> [What the task requires]: Find each line of the entries with the string "holding", please, and copy it.

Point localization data
▬▬▬▬▬▬▬▬▬▬
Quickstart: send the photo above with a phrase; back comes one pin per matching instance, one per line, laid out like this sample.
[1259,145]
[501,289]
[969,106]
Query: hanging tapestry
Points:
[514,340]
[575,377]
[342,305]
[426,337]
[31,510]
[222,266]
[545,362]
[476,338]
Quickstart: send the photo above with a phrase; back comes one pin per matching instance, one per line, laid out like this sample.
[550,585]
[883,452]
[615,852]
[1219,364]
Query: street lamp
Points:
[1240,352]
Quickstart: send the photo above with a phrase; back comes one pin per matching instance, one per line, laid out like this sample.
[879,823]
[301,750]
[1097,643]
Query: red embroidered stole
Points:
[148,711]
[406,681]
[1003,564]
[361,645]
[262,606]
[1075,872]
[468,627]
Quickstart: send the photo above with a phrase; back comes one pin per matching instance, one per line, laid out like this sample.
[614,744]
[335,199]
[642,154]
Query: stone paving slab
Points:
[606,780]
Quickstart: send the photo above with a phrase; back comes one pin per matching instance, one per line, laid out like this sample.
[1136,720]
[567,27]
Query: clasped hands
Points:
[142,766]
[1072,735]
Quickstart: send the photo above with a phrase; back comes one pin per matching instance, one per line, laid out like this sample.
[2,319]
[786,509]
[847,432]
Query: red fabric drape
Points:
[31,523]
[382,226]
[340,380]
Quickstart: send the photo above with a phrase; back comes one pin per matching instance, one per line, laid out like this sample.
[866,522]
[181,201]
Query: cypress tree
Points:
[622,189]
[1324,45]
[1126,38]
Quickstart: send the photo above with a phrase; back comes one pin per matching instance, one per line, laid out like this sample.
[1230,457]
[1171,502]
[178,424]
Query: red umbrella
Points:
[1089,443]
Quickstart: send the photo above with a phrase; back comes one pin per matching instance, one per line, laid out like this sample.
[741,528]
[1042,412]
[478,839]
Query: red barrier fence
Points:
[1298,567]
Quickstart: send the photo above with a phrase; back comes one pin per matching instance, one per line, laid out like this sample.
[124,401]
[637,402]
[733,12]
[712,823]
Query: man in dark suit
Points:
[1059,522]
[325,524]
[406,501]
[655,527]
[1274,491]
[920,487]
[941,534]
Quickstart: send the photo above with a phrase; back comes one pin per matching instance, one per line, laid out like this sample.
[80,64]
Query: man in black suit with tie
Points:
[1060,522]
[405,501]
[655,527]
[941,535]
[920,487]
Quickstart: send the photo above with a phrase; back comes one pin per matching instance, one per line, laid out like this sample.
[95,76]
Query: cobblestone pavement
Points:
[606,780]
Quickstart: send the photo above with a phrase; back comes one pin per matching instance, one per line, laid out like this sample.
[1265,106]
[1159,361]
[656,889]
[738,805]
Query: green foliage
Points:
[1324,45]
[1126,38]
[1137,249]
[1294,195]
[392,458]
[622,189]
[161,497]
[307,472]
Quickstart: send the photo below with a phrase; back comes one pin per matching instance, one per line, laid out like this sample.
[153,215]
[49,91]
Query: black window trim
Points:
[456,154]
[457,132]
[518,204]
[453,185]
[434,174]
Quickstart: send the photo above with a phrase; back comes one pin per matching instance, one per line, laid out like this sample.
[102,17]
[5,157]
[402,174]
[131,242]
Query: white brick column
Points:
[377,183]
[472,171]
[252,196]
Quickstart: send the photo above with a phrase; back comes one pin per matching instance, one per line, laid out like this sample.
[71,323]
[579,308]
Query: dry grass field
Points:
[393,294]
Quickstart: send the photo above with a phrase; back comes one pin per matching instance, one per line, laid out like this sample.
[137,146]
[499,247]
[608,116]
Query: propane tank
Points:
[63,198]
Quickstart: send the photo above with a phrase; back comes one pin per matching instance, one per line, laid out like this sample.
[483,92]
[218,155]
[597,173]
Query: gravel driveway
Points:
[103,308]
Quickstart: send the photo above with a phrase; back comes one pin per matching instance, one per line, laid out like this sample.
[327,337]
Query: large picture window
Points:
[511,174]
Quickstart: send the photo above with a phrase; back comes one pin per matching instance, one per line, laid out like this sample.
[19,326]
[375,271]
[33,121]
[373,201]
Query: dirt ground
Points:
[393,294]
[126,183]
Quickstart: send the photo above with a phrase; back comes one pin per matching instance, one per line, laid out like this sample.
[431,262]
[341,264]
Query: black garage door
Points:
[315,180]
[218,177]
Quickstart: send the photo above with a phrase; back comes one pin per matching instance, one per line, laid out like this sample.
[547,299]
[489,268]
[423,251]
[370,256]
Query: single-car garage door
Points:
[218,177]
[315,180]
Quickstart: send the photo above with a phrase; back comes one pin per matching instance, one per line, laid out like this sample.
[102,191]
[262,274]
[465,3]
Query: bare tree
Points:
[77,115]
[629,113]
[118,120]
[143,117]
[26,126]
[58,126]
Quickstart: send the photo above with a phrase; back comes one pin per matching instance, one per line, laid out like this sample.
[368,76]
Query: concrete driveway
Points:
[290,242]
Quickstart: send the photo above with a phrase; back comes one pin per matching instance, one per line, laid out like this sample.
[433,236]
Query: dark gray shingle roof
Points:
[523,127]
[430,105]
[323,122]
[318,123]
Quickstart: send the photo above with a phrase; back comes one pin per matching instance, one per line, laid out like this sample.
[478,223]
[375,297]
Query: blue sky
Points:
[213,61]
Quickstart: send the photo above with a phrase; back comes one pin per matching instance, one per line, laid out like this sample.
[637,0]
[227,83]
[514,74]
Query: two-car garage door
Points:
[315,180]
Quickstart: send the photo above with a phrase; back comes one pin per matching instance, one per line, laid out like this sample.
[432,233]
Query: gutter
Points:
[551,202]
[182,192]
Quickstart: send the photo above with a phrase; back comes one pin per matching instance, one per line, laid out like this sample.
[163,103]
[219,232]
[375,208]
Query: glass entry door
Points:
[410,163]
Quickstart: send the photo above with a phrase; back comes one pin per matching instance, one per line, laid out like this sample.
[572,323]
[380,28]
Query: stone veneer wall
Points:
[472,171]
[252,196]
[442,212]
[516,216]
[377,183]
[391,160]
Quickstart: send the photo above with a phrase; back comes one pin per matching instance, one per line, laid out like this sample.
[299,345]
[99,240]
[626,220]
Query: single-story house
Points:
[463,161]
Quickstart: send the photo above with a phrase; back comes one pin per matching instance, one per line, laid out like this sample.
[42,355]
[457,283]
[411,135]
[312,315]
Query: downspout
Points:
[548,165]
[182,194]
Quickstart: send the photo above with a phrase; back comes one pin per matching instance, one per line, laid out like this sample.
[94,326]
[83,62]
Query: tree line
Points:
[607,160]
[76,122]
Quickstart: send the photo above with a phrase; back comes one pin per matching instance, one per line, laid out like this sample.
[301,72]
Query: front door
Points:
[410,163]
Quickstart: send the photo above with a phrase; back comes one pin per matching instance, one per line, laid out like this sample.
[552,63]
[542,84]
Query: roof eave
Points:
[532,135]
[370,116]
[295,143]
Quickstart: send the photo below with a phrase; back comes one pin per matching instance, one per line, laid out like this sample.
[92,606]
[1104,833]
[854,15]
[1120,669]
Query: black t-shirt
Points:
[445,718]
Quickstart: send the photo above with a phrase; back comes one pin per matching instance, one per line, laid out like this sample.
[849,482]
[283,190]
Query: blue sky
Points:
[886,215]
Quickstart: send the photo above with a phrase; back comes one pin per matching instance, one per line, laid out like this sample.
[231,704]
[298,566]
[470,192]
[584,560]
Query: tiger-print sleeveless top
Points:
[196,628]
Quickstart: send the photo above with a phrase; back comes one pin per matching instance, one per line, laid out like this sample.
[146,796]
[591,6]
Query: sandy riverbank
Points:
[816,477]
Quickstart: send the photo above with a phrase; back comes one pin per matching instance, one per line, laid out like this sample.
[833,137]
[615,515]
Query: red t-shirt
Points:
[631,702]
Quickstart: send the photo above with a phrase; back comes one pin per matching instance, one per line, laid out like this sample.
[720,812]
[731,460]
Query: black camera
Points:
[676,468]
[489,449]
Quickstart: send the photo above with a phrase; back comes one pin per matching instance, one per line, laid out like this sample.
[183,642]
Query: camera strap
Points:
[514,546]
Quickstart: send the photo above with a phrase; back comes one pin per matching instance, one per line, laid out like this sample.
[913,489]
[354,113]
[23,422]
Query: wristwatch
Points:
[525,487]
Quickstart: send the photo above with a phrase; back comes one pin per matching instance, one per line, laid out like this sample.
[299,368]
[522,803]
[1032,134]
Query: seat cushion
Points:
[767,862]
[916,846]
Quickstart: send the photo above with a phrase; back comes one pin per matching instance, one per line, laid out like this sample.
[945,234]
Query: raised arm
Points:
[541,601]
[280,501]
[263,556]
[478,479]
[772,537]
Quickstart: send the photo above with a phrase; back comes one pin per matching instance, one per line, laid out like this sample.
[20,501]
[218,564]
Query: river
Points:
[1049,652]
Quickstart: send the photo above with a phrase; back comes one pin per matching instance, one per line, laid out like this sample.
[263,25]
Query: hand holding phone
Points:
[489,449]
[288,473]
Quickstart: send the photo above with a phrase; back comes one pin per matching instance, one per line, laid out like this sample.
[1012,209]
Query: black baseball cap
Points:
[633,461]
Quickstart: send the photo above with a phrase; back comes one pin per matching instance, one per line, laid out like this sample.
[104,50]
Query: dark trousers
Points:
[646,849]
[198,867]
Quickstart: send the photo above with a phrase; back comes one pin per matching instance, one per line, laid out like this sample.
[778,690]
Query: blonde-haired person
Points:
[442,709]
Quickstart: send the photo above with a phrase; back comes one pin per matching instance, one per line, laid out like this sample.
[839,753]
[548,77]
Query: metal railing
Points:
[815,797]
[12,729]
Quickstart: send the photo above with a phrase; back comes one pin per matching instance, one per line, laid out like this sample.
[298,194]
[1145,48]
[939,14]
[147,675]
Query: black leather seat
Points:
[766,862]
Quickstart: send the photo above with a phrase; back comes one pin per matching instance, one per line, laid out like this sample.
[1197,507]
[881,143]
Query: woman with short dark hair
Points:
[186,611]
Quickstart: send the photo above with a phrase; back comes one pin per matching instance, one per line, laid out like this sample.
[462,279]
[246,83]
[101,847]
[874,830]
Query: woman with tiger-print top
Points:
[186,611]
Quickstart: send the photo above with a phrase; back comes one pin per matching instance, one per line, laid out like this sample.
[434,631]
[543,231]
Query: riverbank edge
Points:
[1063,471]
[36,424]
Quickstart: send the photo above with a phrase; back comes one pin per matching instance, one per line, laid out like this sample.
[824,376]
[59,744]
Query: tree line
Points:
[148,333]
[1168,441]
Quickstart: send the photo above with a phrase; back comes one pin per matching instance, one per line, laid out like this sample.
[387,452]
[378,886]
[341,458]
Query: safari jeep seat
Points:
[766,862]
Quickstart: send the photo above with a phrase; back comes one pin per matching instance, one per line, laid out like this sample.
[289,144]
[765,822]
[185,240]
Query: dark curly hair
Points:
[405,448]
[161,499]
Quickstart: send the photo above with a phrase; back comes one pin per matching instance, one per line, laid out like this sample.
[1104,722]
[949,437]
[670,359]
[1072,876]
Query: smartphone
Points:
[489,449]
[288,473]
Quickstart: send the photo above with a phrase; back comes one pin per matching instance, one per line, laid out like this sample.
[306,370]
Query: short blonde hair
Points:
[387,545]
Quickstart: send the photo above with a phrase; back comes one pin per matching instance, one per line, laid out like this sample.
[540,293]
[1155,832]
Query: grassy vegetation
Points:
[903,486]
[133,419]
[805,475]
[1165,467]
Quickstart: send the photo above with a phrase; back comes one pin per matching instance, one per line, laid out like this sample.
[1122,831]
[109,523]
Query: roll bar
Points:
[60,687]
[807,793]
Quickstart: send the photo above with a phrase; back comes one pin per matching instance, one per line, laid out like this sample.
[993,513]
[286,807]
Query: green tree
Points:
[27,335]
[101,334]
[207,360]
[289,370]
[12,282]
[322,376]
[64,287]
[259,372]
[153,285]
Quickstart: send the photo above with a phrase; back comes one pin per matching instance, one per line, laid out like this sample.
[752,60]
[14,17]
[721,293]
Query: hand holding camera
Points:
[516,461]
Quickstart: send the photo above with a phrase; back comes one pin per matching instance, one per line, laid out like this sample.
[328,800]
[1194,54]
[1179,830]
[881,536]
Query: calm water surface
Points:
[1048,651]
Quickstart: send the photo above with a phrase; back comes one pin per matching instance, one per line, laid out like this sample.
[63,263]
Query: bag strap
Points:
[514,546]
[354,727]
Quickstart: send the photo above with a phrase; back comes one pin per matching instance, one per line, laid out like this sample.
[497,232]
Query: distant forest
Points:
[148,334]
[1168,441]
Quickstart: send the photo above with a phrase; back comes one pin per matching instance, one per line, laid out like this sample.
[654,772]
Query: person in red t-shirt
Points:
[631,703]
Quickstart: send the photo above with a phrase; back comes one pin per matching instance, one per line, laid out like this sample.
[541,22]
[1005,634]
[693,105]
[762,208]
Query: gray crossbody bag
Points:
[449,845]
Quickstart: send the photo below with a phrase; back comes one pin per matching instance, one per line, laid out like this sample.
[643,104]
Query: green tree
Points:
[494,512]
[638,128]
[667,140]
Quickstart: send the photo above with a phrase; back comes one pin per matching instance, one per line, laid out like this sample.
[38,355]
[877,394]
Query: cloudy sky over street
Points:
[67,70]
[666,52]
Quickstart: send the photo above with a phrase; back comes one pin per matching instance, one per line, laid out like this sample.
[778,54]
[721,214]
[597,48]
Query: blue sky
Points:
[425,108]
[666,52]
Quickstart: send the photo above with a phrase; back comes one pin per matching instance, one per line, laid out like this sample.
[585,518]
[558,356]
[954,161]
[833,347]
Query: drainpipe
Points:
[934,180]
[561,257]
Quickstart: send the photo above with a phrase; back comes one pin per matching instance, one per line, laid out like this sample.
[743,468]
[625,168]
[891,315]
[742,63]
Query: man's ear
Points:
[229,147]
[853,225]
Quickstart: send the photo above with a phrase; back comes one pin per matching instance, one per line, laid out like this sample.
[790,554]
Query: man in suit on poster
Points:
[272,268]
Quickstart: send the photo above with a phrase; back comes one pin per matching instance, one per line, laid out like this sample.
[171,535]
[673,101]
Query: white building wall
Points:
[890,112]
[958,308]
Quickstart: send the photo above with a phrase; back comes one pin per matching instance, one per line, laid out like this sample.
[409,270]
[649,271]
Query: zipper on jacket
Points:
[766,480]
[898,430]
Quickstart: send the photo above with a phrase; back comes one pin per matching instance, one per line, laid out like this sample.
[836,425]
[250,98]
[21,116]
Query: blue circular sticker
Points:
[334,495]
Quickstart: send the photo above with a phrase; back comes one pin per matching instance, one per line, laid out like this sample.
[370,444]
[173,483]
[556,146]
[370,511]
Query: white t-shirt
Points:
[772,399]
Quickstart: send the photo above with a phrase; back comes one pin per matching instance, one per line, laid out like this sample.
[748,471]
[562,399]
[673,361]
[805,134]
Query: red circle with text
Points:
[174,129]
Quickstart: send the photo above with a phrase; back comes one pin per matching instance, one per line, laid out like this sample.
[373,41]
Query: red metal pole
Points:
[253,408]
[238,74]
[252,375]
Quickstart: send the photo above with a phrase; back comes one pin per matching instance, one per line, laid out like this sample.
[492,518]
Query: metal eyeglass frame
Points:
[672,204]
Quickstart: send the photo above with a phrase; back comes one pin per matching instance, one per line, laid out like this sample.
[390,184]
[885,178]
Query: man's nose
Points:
▬▬▬▬▬▬▬▬▬▬
> [Solved problem]:
Query: hand holding phone
Query: hand holding camera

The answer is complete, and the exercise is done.